Теория нравственных чувств - Смит Адам. Страница 46

«Согласно ли, – говорит красноречивый и склонный к философии епископ Клермонтский со свойственной ему могучей силой воображения, многое преувеличивающей и нередко переходящей всякую меру, – с величием Бога оставить созданный им мир в таком всестороннем беспорядке? Видеть, что злой постоянно одерживает верх над добрым; что невинный прогоняется со своего места хищником; что отец становится жертвой честолюбия бесчеловечного сына; что муж погибает под ударами жестокосердной и вероломной жены? Может ли Бог смотреть с высоты своего величия на эти печальные явления как на простую забаву, не принимая в них никакого участия? Если он всемогущ, то может ли он быть бессильным, несправедливым или жестоким? Если люди ничтожны, то могут ли они быть развратны без наказания или добродетельны без награждения? Великий Боже! Если такова сущность твоей природы, если это тебя я обожаю под видом таких презренных представлений, то могу ли я признавать тебя после этого за своего отца, за своего покровителя, за утешение в моей скорби, за опору в моей слабости, за награду в моей верности? Нет, ты был бы для меня капризным и беспечным тираном, приносящим людей в жертву своему презренному тщеславию и создавшим их на забаву своей праздности и для своих капризов» 48.

**ЗАДАНИЯ К УПРАЖНЕНИЮ**
1. Переведите на английский язык следующее предложение из текста: «Может ли Бог смотреть с высоты своего величия на эти печальные явления как на простую забаву, не принимая в них никакого участия?»
2. Определите, соответствуют ли тексту утверждения ниже. Для каждого ответьте «да» или «нет» и приведите дословно решающие слова текста.
(a) Епископ Клермонтский назван в тексте красноречивым.
(b) По тексту отец погибает под ударами жены.
(c) Говорящий утверждает, что при таких представлениях Бог был бы для него капризным и беспечным тираном.

**ПРЕДСТАВЛЕННЫЕ МАТЕРИАЛЫ**

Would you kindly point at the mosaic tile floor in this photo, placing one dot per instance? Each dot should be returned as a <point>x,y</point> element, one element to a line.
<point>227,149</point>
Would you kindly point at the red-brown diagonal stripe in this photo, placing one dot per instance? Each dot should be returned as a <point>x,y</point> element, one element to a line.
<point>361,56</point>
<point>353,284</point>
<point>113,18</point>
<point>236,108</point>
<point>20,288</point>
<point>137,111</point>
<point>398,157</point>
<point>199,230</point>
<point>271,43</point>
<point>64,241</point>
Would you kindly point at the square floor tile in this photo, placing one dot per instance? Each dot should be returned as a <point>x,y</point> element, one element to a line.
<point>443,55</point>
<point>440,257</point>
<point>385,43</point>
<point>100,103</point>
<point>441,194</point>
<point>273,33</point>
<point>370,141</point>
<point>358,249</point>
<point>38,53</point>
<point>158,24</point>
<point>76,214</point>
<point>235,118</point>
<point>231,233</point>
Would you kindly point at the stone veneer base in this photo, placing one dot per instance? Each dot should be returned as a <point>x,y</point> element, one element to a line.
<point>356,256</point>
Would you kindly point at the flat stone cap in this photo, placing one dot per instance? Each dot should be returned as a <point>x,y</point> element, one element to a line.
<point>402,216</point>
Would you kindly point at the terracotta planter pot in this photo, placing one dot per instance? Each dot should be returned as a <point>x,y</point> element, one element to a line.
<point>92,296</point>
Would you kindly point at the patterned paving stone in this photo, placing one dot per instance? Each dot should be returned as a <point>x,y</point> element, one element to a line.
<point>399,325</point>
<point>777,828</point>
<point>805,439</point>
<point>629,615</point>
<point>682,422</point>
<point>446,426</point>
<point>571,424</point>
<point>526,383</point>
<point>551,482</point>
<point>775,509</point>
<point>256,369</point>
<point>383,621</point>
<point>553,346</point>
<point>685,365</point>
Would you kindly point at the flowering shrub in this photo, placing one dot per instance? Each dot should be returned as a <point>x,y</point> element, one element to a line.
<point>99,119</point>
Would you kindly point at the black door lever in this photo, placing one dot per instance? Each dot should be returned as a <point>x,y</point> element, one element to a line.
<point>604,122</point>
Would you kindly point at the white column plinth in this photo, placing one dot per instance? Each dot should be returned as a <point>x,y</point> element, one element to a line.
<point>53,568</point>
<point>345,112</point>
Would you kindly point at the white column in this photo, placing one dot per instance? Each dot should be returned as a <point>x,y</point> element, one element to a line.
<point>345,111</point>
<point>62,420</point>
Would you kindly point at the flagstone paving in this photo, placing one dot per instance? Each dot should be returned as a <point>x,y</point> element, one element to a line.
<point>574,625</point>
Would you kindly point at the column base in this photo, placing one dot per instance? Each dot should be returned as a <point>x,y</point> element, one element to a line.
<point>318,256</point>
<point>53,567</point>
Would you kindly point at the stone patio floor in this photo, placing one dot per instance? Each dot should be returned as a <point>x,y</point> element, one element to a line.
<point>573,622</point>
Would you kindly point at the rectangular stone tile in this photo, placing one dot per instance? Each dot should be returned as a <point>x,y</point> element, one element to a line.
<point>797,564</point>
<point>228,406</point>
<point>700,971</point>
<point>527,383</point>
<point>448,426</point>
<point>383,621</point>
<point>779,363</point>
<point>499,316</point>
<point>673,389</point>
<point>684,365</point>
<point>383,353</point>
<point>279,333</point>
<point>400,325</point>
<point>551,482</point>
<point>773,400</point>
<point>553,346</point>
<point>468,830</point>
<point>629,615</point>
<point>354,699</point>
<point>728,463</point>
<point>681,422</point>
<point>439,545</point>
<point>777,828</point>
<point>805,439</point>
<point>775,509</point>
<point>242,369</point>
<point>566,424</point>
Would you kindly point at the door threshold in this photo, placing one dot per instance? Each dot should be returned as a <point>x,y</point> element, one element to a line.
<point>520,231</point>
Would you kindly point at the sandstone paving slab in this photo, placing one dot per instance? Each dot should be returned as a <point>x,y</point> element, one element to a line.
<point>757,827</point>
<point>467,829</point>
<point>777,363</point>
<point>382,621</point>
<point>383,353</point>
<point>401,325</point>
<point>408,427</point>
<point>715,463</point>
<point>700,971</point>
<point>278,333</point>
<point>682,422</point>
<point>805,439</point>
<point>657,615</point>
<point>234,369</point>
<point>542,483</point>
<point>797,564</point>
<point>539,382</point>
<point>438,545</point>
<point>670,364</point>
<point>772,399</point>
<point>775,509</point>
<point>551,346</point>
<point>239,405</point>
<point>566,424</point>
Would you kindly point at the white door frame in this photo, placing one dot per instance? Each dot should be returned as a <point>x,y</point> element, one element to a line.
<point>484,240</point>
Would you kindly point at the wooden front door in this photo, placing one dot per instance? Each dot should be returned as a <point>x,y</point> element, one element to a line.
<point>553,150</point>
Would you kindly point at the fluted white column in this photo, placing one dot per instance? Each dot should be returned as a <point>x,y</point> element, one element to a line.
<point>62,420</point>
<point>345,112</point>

**ОТВЕТЫ**
1. Can God look down from the height of His majesty upon these sad events as upon a mere amusement, without taking any part in them?

2.
(a) Да: «красноречивый и склонный к философии епископ Клермонтский».
(b) Нет: «отец становится жертвой честолюбия бесчеловечного сына»; под ударами жены погибает муж: «муж погибает под ударами жестокосердной и вероломной жены».
(c) Да: «ты был бы для меня капризным и беспечным тираном».